* **What the exercise asks**:
Return the full listing, so that each line matches the original exactly.

* **Task inputs**:
==================================================

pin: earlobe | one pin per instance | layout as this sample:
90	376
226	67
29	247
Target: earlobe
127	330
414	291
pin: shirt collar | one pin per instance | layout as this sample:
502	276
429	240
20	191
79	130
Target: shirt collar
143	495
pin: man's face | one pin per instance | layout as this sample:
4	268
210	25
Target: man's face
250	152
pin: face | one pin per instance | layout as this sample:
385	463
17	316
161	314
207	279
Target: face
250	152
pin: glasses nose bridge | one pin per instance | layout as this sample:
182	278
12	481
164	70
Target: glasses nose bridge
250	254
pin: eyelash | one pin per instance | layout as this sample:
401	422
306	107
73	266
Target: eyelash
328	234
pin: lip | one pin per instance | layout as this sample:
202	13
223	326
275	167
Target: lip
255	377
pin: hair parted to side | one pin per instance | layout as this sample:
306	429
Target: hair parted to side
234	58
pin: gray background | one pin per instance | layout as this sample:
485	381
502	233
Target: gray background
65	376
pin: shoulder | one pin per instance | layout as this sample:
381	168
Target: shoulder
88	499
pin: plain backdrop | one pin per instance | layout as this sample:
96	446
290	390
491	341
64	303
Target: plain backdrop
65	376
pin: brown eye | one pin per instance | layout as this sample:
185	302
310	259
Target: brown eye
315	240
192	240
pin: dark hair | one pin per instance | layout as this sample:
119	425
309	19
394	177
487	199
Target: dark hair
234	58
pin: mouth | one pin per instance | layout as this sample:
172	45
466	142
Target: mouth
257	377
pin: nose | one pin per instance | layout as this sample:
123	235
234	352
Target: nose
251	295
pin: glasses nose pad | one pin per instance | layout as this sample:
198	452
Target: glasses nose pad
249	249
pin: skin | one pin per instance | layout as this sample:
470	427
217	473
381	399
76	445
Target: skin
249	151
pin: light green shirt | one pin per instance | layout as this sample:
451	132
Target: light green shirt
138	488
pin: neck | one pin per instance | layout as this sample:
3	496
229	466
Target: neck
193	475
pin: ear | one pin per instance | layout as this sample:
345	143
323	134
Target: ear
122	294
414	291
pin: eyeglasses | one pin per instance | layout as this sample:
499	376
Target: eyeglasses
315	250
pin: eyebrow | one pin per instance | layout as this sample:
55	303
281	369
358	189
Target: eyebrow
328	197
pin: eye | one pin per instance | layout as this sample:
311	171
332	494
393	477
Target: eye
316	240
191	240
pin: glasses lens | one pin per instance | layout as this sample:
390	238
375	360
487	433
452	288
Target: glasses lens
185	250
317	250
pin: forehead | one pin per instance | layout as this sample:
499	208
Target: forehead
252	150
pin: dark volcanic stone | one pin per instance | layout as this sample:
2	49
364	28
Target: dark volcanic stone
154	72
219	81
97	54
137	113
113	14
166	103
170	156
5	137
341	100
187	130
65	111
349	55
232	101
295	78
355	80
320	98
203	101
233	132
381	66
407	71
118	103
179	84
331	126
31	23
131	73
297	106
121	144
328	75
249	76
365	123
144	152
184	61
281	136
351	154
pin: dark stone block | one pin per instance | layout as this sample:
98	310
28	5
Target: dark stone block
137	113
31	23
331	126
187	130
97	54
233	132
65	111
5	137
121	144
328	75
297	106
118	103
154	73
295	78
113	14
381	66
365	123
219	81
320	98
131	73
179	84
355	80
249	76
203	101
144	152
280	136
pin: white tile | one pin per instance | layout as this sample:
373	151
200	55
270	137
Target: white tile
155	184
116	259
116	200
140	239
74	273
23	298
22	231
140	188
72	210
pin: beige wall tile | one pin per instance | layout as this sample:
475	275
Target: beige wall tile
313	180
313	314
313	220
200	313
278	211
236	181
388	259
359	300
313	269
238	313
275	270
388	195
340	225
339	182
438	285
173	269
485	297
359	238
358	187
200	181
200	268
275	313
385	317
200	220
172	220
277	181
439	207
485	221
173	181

==================================================

* **Output of the exercise**:
pin: earlobe | one pin per instance | layout as this sample:
90	376
226	67
29	247
Target: earlobe
127	330
414	291
pin: shirt collar | one pin per instance | layout as this sample:
502	276
429	240
20	191
79	130
Target: shirt collar
143	495
pin: man's face | one pin per instance | layout as this sample:
4	268
210	25
Target: man's face
250	152
pin: face | one pin per instance | layout as this sample:
385	463
17	316
161	314
207	279
Target: face
250	152
pin: glasses nose bridge | one pin per instance | layout as this sample:
182	278
12	481
164	70
Target: glasses nose bridge
250	254
pin: eyelash | one pin per instance | layout as this sample:
401	422
306	107
73	266
Target: eyelash
328	234
pin: lip | one pin per instance | layout as this sample:
202	13
223	326
275	167
Target: lip
255	377
pin: hair parted to side | one pin per instance | layout as this sample:
306	429
Target: hair parted to side
234	58
pin: gray background | one pin per instance | layout as this sample:
485	381
502	233
Target: gray background
65	376
pin: shoulder | one pin per instance | layout as this sample:
381	168
Target: shoulder
88	499
pin: plain backdrop | one pin per instance | layout as this sample:
96	446
290	390
491	341
64	303
Target: plain backdrop
65	376
pin: brown eye | one pin per instance | layout as this sample:
185	302
310	259
Target: brown eye
315	240
192	240
pin: dark hair | one pin per instance | layout as this sample:
119	425
309	19
394	177
487	199
Target: dark hair
234	58
pin: mouth | one pin per instance | layout as this sample:
172	45
466	142
Target: mouth
257	377
pin: nose | one pin per instance | layout as this sample:
123	235
234	352
Target: nose
251	295
pin: glasses nose pad | one pin per instance | layout as this sample:
198	452
Target: glasses nose pad
249	249
pin: skin | one pin per instance | layout as this sample:
470	427
217	473
381	399
76	445
Target: skin
249	151
pin: light green shirt | one pin per instance | layout as this sample:
451	132
Target: light green shirt
138	488
pin: neck | one pin per instance | layout as this sample:
3	496
229	466
Target: neck
193	475
pin: ear | one pin per instance | layout as this sample:
345	143
323	134
Target: ear
122	294
414	291
pin: eyeglasses | one pin per instance | layout as this sample:
499	376
Target: eyeglasses
315	250
pin: eyebrow | one pin per instance | layout as this sample:
55	303
281	369
358	189
Target: eyebrow
328	197
pin: eye | one pin per instance | layout as this sample:
311	171
332	494
393	477
Target: eye
316	240
191	240
pin: glasses lens | one pin per instance | layout as this sample:
390	238
375	360
487	433
452	288
Target: glasses lens
185	250
317	250
pin: forehead | one pin per instance | layout as this sample:
499	208
Target: forehead
252	150
pin: dark volcanic stone | one pin per instance | layout as this sample:
2	49
364	28
Target: dark volcanic stone
154	72
219	81
97	54
137	113
113	14
166	103
170	156
5	137
341	100
187	130
65	111
349	55
232	101
295	78
355	80
320	98
203	101
233	132
381	66
407	71
118	103
179	84
331	126
31	23
131	73
297	106
121	144
328	75
249	76
365	123
144	152
184	61
281	136
351	154
pin: dark stone block | one pin per instance | layout as this sample:
98	310
28	5
Target: dark stone block
137	113
31	23
331	126
187	130
97	54
233	132
65	111
5	137
121	144
328	75
297	106
118	103
154	73
295	78
113	14
381	66
365	123
219	81
320	98
131	73
179	84
355	80
249	76
203	101
144	152
280	136
pin: white tile | one pin per instance | layout as this sample:
373	151
200	55
270	137
Target: white tile
155	184
116	259
116	200
140	239
74	273
23	298
22	231
140	188
72	210
pin: beige wall tile | one pin per instance | layout as this sample:
475	275
Target: beige wall tile
313	180
313	314
313	220
200	313
278	211
236	181
388	259
359	300
313	269
238	313
275	270
388	195
340	225
339	182
438	285
173	269
485	297
359	238
358	187
200	181
200	268
275	313
385	317
200	220
172	220
277	181
439	207
485	221
173	181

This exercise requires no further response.